What is expected: When the word "test" shows up in a line of the data below, copy that whole line.

Data shown:
● ● ● ● ●
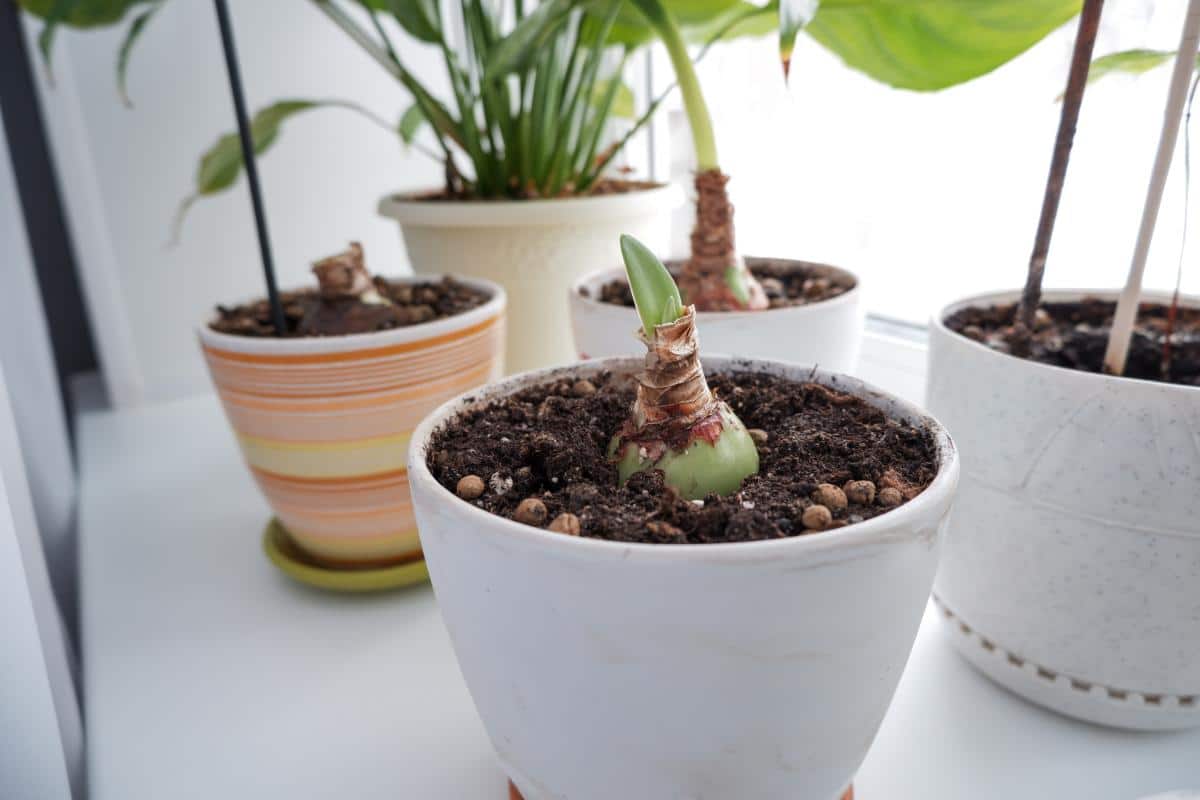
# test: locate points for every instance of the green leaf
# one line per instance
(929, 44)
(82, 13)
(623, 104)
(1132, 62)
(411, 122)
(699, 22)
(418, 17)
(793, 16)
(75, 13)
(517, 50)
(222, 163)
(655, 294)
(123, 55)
● ● ● ● ●
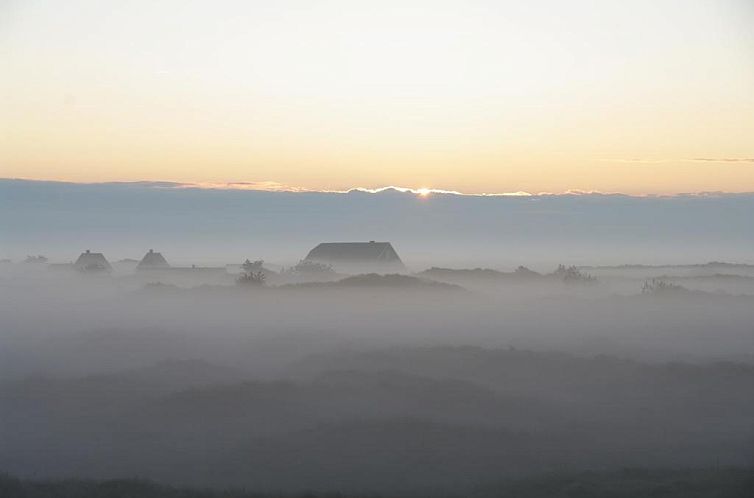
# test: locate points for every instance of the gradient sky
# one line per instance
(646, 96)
● ● ● ● ●
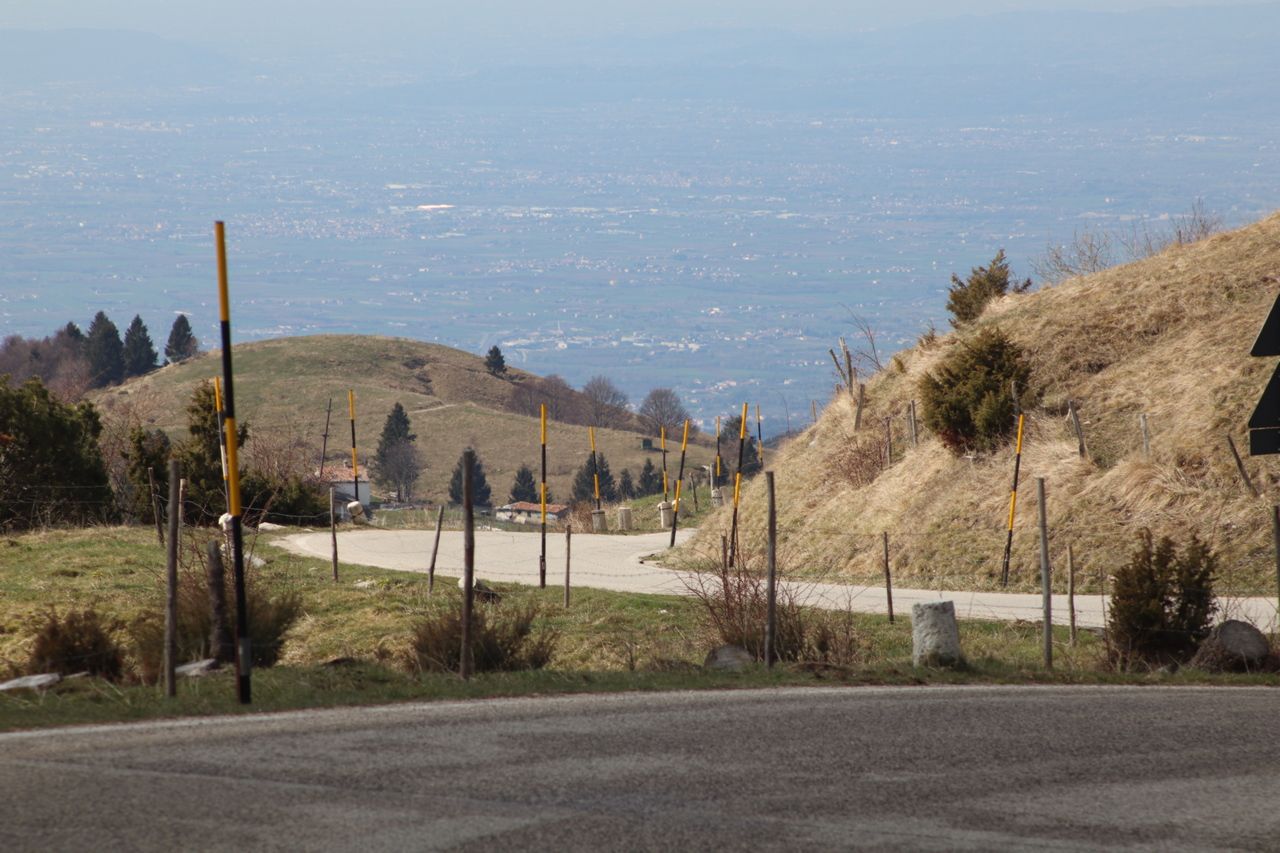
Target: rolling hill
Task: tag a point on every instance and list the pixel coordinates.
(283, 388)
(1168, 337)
● ● ● ● ●
Written solution:
# test: locate points for every instance of the green leaf
# test: locate points for every instance of the gradient sky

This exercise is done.